**AIM 1**:
From the migration notes, copy the stretch from "The common cause: ddl-auto=update" through "RUNTIME (app startup)".
**AIM 2**:
In the migration notes, which table does Flyway use to track the migrations it has applied?
**AIM 3**:
Translate this sentence from the migration notes into Spanish: "Atlas never touches the live database — it uses a throwaway Docker container."

**SOURCE DOCUMENT**:

Incident What drifted Damage
stock_available moved from Item to MenuSchedule Legacy column left NOT NULL Parent ordering broken until column dropped
maxItemQuantityPerOrdermaxQuantityPerDay Legacy column left in place Inserts unaffected, data duplication risk
menuVisibilityDays appeared in DB but not in entity Column had NOT NULL constraint with no mapping POST /api/canteen/menus returned 500
PaymentType enum renamed DB CHECK still enforced old values POST /api/canteen/menus returned 500 again

The common cause: ddl-auto=update is a local-dev convenience, not a migration tool. Spring Boot's own docs warn against it outside dev. Specifically it:

  • Never drops legacy columns or tables
  • Never relaxes NOT NULL or CHECK constraints when they become stale
  • Never renames anything (a rename becomes "add new + leave old sitting there")
  • Gives you zero audit trail of how prod's schema got to whatever state it's in

Flyway + ddl-auto=validate fixes this: every change is a reviewable, ordered, idempotent .sql file, applied once per environment, tracked in the flyway_schema_history table.


How it works end-to-end

  DEV TIME                                           RUNTIME (app startup)
┌───────────┐  ./gradlew   ┌──────────┐           ┌──────────┐  startup  ┌──────────┐
│  Entity   │──atlasDiff──▶│  Atlas   │           │  Flyway  │─────────▶│ Hibernate│
│  change   │              │  diff    │           │  migrate │          │ validate │
└───────────┘              └──────────┘           └──────────┘          └──────────┘
                                │                        │                    │
                                ▼                        ▼                    ▼
                      generates V<n>__*.sql    applies new migrations   compares entities
                      from entity diff         in version order         to DB. FAILS if
                                                                        they disagree.
  PRE-COMMIT / CI
┌───────────┐
│  Atlas    │  replays ALL migrations against a throwaway Docker Postgres.
│  validate │  Catches broken SQL, missing migrations, column conflicts.
└───────────┘  Fails the commit / PR before bad migrations reach deploy.

The three layers

  1. Atlas (dev-time + pre-commit + CI). Generates migration SQL from entity diffs (./gradlew atlasDiff) and validates the migration directory by replaying it against a fresh Postgres (./gradlew atlasValidate). Atlas never touches the live database — it uses a throwaway Docker container. The pre-commit hook runs atlasValidate when migration or entity files are staged; CI runs it on every PR.
  2. Flyway (runtime). Reads every V<n>__*.sql file in db/migration/, checks flyway_schema_history, and applies any new ones in version order inside a transaction. Runs on pod startup, before the app accepts traffic.
  3. Hibernate (runtime). In validate mode it compares every @Entity / @Column against the live DB. Any mismatch (missing column, wrong nullability, wrong type) fails startup. This is the last-resort safety net — if you somehow bypassed both Atlas and Flyway, Hibernate still catches the drift.

If any layer fails, the outcome is the same: the app doesn't start, the failure is loud, and the old pod keeps serving traffic (K8s rolling update with maxUnavailable: 0).

**Coordinate labeling data**:
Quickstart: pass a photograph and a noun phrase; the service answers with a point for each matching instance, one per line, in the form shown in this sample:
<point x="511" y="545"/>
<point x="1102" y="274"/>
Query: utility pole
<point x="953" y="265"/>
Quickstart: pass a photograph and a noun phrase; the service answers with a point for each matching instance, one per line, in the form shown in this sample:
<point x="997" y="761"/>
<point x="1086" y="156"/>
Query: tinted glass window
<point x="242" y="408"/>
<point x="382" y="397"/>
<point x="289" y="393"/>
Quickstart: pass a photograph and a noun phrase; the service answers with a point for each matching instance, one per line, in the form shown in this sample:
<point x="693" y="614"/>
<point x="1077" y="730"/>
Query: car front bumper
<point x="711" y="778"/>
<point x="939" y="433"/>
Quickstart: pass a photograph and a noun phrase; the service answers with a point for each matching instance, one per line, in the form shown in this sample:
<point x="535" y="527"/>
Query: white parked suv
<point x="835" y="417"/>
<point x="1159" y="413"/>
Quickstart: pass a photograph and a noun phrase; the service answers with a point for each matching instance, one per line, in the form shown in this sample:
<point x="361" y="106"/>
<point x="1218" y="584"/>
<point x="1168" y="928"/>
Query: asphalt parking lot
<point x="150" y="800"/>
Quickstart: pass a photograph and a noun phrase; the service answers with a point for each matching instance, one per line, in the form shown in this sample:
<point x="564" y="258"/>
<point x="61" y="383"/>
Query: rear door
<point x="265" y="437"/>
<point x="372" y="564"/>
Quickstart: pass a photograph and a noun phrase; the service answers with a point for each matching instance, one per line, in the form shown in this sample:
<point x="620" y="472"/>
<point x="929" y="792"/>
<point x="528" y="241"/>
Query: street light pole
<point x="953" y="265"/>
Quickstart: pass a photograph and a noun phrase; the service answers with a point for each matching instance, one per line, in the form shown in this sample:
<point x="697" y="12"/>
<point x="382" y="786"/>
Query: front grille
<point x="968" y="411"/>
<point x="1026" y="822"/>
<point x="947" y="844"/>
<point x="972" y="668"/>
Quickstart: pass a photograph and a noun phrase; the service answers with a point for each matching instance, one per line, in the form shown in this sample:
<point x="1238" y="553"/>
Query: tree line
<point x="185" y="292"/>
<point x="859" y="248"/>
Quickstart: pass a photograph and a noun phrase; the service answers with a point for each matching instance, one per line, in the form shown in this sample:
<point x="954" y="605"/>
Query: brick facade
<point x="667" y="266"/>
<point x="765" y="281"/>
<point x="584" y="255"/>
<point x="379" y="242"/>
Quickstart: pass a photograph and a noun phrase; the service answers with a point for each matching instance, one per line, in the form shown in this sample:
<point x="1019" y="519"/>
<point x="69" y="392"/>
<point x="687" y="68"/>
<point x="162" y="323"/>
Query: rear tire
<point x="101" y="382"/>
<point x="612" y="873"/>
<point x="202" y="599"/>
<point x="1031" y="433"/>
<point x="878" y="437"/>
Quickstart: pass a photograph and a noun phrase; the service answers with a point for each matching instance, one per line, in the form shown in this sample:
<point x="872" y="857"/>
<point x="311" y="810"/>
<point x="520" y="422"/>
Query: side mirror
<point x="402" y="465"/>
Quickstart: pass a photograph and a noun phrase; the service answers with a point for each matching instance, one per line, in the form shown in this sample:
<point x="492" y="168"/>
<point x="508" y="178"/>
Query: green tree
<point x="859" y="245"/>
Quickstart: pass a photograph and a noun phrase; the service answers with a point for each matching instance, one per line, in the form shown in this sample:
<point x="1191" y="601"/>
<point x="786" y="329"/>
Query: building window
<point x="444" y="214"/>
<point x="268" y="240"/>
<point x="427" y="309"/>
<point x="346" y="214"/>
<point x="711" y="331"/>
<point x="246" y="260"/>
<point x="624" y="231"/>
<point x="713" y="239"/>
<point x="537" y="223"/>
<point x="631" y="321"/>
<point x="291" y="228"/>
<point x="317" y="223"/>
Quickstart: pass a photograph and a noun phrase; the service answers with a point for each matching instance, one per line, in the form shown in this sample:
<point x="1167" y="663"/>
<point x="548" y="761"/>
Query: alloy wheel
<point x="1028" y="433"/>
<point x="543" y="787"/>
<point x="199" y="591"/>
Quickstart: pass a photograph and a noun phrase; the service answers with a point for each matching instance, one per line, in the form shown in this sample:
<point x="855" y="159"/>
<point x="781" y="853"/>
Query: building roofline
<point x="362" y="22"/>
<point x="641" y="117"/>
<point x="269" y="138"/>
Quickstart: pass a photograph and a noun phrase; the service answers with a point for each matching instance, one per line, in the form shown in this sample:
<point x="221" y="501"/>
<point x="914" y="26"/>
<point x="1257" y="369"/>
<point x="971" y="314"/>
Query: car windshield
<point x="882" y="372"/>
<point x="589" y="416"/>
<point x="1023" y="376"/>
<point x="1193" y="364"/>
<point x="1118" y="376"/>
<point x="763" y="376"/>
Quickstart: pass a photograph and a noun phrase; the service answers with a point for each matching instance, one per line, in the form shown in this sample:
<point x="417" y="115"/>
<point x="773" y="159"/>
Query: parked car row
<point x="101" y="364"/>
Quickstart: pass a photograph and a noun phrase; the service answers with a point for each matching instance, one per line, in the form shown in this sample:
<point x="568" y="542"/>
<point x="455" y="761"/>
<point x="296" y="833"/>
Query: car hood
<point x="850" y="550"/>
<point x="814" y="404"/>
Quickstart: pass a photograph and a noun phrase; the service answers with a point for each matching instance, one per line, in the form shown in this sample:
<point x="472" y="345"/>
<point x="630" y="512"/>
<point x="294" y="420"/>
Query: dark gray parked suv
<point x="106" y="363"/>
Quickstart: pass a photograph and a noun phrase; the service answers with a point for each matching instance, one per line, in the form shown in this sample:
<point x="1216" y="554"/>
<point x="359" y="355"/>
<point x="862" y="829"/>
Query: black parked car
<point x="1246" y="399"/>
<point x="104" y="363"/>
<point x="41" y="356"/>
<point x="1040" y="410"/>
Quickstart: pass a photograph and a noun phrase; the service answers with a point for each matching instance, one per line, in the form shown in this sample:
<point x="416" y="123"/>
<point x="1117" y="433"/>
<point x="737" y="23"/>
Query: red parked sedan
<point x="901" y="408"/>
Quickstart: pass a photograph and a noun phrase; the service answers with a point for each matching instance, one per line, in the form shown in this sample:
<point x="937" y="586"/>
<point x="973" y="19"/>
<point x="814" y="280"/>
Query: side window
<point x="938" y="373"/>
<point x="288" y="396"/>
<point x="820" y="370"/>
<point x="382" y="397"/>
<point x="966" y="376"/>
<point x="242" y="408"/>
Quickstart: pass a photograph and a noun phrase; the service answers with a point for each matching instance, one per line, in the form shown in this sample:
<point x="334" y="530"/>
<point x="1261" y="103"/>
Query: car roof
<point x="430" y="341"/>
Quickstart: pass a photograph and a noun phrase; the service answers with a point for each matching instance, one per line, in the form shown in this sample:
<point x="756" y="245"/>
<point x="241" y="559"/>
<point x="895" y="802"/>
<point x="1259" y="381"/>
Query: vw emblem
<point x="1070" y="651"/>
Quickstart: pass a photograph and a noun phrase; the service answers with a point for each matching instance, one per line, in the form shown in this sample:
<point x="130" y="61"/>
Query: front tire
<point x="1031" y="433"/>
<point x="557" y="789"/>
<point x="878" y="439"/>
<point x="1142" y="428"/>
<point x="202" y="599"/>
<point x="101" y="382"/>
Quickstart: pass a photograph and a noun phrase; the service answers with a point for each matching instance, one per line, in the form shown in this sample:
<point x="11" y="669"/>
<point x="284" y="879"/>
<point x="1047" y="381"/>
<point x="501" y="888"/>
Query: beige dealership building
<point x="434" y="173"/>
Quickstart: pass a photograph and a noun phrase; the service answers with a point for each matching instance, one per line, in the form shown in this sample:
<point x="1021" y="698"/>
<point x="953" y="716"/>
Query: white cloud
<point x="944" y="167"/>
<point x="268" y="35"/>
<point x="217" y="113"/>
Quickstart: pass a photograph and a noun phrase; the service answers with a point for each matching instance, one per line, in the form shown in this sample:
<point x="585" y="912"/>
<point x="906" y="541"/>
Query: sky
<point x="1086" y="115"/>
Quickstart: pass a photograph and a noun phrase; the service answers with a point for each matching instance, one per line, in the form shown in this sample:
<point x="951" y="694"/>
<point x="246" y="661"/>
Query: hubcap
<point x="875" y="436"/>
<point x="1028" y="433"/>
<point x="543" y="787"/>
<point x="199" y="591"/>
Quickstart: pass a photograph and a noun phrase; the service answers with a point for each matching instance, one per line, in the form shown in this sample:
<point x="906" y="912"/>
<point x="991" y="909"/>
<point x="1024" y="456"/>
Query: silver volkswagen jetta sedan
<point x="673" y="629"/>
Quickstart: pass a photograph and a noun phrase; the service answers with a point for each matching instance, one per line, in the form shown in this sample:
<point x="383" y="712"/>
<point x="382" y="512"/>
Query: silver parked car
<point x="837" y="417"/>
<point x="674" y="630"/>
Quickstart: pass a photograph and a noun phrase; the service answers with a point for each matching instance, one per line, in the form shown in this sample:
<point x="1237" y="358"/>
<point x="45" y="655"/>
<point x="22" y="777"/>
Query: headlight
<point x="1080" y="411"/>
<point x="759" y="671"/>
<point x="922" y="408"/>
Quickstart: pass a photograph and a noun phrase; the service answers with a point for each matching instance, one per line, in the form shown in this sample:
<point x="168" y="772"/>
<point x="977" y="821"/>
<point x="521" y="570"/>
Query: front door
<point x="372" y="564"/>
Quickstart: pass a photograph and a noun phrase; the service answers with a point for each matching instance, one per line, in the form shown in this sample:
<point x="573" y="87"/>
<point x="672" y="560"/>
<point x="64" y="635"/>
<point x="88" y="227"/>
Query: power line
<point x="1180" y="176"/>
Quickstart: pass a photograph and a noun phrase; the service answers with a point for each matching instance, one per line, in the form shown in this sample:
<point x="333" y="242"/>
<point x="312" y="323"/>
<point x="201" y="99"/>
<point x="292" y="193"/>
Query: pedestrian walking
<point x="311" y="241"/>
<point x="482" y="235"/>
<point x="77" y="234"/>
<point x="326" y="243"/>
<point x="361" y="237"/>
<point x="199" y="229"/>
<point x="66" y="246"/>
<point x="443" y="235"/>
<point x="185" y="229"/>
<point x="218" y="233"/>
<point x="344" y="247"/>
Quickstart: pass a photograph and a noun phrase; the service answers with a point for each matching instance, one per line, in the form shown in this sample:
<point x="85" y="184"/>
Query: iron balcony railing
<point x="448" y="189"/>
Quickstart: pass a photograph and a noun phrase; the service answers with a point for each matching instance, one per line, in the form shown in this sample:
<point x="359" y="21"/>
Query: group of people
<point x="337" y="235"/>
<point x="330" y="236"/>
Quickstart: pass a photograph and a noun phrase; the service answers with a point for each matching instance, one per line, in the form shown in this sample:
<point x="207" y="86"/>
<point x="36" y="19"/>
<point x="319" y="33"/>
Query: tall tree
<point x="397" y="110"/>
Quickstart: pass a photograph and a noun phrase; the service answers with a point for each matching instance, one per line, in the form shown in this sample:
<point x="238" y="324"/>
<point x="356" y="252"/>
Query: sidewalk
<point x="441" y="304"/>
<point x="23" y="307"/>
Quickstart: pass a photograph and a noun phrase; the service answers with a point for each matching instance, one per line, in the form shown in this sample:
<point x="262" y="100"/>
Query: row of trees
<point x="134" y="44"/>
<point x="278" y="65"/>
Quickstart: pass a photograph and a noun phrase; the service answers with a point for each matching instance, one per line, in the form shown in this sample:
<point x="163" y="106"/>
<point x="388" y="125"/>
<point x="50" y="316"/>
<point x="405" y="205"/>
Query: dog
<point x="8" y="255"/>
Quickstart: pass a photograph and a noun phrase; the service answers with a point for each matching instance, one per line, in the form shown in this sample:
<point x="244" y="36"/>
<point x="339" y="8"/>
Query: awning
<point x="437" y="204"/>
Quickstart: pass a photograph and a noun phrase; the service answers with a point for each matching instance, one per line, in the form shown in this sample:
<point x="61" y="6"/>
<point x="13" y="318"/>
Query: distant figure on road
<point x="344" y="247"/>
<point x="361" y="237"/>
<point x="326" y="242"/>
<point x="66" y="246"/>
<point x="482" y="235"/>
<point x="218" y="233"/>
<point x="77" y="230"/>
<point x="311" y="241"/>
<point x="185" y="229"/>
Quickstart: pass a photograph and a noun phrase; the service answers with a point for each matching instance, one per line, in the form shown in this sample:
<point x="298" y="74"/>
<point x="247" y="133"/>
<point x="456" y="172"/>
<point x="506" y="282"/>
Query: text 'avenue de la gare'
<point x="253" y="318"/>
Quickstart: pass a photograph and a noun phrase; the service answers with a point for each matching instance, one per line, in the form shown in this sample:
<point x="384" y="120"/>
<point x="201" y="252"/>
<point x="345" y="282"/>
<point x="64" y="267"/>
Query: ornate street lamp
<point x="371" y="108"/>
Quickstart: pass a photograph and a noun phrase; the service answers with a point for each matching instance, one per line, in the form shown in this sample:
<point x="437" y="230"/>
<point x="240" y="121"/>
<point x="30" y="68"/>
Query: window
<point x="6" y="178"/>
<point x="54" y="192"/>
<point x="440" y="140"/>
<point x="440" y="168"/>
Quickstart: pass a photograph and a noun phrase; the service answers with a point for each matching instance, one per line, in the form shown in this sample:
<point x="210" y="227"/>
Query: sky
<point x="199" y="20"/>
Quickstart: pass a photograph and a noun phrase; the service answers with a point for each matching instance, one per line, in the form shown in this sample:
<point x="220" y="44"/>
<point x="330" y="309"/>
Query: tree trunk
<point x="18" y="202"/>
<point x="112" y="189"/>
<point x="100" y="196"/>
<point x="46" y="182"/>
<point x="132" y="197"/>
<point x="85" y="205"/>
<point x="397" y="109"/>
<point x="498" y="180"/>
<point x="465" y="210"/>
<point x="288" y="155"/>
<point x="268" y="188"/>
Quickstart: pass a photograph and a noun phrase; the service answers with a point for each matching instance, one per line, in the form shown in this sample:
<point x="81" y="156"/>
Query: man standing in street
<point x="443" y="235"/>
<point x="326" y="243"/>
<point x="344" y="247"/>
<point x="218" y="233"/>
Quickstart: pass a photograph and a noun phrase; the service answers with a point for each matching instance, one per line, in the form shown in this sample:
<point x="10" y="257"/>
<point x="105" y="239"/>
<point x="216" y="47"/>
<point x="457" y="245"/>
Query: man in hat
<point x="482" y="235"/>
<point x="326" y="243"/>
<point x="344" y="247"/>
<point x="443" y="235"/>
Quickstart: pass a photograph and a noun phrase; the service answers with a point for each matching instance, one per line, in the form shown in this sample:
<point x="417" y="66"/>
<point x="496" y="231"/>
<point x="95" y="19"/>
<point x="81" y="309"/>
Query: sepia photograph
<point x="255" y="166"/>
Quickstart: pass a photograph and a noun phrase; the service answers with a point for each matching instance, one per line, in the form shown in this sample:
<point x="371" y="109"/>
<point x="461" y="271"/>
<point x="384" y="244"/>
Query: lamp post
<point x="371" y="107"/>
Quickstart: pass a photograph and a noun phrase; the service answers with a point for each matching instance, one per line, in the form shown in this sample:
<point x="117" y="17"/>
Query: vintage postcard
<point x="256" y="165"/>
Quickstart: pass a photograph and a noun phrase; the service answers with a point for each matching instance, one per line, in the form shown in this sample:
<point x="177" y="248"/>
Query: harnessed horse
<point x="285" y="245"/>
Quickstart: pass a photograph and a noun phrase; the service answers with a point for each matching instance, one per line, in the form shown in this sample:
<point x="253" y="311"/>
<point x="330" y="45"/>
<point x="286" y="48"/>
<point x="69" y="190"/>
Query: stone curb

**EXERCISE RESPONSE 1**:
The common cause: ddl-auto=update is a local-dev convenience, not a migration tool. Spring Boot's own docs warn against it outside dev. Specifically it:

  • Never drops legacy columns or tables
  • Never relaxes NOT NULL or CHECK constraints when they become stale
  • Never renames anything (a rename becomes "add new + leave old sitting there")
  • Gives you zero audit trail of how prod's schema got to whatever state it's in

Flyway + ddl-auto=validate fixes this: every change is a reviewable, ordered, idempotent .sql file, applied once per environment, tracked in the flyway_schema_history table.


How it works end-to-end

  DEV TIME                                           RUNTIME (app startup)

**EXERCISE RESPONSE 2**:
The flyway_schema_history table.

**EXERCISE RESPONSE 3**:
Atlas nunca toca la base de datos en producción: usa un contenedor Docker desechable.